## 引文段落
┌──
There are n walruses standing in a queue in an airport. They are numbered starting from the queue’s tail: the 1-st walrus stands at the end of the queue and the n-th walrus stands at the beginning of the queue. The i-th walrus has the age equal to ai.

The i-th walrus becomes displeased if there’s a younger walrus standing in front of him, that is, if exists such $j (i < j)$ , that $a_i > a_j$ . The displeasure of the $i$ -th walrus is equal to the number of walruses between him and the furthest walrus ahead of him, which is younger than the i-th one. That is, the further that young walrus stands from him, the stronger the displeasure is.

The airport manager asked you to count for each of n walruses in the queue his displeasure.

Input

The first line contains an integer $n (2 ≤ n ≤ 10^5)$ — the number of walruses in the queue. The second line contains integers $a_i (1 ≤ a_i ≤ 10^9)$ .

Note that some walruses can have the same age but for the displeasure to emerge the walrus that is closer to the head of the queue needs to be strictly younger than the other one.
└──
## 题目要求
接着往下写这段关于机场海象排队的题目，从最后一句之后开始。 这些条目是另行提供的独立材料。

点标注数据集中的条目
┌──
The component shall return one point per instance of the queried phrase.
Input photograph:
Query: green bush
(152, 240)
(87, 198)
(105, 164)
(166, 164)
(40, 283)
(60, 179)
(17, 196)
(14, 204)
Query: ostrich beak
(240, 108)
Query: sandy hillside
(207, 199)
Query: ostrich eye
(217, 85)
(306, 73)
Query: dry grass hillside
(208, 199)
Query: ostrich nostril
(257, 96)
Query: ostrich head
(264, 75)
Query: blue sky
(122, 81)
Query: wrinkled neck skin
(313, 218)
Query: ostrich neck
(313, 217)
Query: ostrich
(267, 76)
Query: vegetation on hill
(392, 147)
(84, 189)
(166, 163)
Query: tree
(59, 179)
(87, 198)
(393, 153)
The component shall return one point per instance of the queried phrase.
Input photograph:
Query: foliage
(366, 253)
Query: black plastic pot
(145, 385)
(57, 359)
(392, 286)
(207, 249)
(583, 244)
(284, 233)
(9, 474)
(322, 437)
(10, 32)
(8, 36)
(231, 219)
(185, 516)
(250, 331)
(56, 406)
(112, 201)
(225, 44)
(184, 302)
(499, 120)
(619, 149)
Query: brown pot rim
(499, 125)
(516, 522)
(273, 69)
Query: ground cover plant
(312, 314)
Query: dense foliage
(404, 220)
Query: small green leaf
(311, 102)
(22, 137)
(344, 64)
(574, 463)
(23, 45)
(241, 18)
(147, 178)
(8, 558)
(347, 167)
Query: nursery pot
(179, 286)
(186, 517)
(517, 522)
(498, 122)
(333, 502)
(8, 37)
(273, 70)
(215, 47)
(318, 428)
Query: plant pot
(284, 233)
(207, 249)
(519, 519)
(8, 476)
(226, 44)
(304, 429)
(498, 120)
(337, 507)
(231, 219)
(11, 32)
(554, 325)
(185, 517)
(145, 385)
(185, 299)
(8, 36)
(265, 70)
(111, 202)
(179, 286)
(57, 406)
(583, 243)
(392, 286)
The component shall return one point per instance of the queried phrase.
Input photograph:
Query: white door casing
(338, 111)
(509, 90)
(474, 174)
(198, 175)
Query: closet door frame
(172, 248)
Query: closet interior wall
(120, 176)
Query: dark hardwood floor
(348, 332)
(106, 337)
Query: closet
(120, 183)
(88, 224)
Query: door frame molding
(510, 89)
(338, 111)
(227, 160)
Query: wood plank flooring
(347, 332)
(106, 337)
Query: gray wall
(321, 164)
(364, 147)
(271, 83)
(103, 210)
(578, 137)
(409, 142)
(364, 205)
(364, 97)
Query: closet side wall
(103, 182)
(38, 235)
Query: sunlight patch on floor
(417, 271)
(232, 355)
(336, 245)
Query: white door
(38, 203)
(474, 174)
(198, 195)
└──
┌──
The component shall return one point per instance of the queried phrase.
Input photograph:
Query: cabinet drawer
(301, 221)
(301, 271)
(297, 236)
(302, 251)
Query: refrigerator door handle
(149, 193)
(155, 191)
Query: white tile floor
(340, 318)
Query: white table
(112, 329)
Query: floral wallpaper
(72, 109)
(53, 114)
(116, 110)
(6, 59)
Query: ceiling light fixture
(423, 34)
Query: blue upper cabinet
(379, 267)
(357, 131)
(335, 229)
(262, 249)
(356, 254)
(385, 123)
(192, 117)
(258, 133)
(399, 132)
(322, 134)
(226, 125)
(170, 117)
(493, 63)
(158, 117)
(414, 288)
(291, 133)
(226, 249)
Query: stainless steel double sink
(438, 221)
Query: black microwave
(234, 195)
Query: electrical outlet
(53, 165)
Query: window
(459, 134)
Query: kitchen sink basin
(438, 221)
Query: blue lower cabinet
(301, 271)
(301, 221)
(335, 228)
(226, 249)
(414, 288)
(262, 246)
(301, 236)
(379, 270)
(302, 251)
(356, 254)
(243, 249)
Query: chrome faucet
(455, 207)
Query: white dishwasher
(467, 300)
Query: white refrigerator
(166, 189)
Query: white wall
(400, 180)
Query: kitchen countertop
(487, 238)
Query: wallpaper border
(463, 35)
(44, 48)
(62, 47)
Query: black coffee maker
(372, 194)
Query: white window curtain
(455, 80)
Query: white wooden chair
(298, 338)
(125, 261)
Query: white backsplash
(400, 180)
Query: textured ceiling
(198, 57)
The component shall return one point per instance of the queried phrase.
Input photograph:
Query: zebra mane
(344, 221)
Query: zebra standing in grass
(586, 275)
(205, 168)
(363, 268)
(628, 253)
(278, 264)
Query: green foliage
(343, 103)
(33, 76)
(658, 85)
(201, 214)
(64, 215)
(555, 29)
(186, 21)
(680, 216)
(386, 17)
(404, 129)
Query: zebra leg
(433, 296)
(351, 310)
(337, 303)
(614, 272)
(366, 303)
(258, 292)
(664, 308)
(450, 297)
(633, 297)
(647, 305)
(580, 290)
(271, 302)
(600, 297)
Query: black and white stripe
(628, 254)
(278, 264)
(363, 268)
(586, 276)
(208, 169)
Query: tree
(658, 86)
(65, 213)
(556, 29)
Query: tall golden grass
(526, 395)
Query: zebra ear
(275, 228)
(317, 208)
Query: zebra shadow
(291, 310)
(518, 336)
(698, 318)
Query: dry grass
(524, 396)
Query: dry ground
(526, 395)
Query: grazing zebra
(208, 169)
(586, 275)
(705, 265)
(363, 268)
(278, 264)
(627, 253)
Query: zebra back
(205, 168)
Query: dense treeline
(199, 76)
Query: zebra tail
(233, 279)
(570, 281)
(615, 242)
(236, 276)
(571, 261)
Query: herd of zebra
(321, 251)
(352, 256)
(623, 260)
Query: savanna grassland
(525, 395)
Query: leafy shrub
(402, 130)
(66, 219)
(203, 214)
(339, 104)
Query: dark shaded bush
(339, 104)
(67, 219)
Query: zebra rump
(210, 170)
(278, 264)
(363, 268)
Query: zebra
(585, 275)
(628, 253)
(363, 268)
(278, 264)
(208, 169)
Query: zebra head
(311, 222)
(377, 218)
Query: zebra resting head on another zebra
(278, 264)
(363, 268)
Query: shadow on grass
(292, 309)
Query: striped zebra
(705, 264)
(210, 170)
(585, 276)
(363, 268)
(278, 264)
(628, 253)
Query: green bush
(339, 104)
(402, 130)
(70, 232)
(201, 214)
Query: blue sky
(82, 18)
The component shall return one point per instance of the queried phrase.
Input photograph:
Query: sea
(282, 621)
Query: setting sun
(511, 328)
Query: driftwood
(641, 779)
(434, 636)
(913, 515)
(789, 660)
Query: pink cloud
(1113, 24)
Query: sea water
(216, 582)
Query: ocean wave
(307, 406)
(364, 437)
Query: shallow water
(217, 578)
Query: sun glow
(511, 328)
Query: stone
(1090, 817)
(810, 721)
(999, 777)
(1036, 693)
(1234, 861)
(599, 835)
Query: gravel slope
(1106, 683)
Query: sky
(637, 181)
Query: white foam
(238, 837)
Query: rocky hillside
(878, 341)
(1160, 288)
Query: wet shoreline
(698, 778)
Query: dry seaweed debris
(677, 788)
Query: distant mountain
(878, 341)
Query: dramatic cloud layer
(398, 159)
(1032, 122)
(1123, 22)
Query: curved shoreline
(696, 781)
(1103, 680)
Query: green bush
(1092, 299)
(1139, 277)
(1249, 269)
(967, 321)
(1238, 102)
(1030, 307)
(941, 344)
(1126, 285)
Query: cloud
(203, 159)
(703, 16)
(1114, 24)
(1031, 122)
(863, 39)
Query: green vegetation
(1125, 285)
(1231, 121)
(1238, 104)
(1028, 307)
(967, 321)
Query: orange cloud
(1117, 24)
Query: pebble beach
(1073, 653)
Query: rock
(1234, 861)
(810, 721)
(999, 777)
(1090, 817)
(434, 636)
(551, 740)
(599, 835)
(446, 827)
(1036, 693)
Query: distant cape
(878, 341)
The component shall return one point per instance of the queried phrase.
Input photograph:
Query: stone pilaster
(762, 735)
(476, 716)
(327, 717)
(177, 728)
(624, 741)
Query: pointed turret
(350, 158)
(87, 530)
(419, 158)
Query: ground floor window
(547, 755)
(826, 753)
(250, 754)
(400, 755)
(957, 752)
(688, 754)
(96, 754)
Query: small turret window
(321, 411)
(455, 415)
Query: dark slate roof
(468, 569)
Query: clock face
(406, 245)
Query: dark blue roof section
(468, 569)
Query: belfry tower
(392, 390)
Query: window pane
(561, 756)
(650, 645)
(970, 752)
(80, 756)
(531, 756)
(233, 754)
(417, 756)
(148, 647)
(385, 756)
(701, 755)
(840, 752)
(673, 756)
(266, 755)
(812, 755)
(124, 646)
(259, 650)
└──
## 参考答案
Output

Print n numbers: if the i-th walrus is pleased with everything, print “ $- 1$ ” (without the quotes). Otherwise, print the i-th walrus’s displeasure: the number of other walruses that stand between him and the furthest from him younger walrus.

Examples

Input

6
10 8 5 3 50 45

Output

2 1 0 -1 0 -1

Input

7
10 4 6 3 2 8 15

Output

4 2 1 0 -1 -1 -1

Input

5
10 3 1 10 11

Output

1 0 -1 -1 -1

解析

这是一道线段树题目。（当然不止线段树一种做法）

我们通过线段树维护一个区间的最小值。

在查询使 $a_i>a_j$ 成立的 $j$ 时，优先在右子树查找，若右子树无法查询到有效结果，再在查找左子树进行查找。最后查询的结果中使 $a_i>a_j$ 成立的 $j$ 必然是最大的，则 $j - i - 1$ 必然也是最大的。

代码

#include<cstdio>
#include<map>
#include<iostream>
#include<queue>
#include<vector>
using namespace std;
int n,t[400001],a[100001],ans;
void build(int x,int l,int r)
{
	if(l==r)
	{
		t[x]=a[l];
		return;
	}
	int mid;
	mid=(l+r)/2;
	build(x*2,l,mid);
	build(x*2+1,mid+1,r);
	t[x]=min(t[x*2],t[x*2+1]);
}
int query(int x,int l,int r,int a,int b,int k)
{
	if(a>r||b<l)
		return -1;
	if(t[x]>=k)
		return -1;
	if(l==r)
		return l;
	int pr,pl,m;
	m=(l+r)/2;
	//pl=query(x*2,l,m,a,b,k);
	pr=query(x*2+1,m+1,r,a,b,k);
	if(pr!=-1)//右子树优先 
		return pr;
	else
		return pl=query(x*2,l,m,a,b,k);
}
int main()
{
	//freopen("test.in","r",stdin);
	//freopen("test.out","w",stdout);
	scanf("%d",&n);
	for(int i=1;i<=n;i++)
		scanf("%d",&a[i]);
	build(1,1,n);//线段树求区间最小值
	for(int i=1;i<=n;i++)
	{
		ans=query(1,1,n,i+1,n,a[i]);
		if(ans==-1)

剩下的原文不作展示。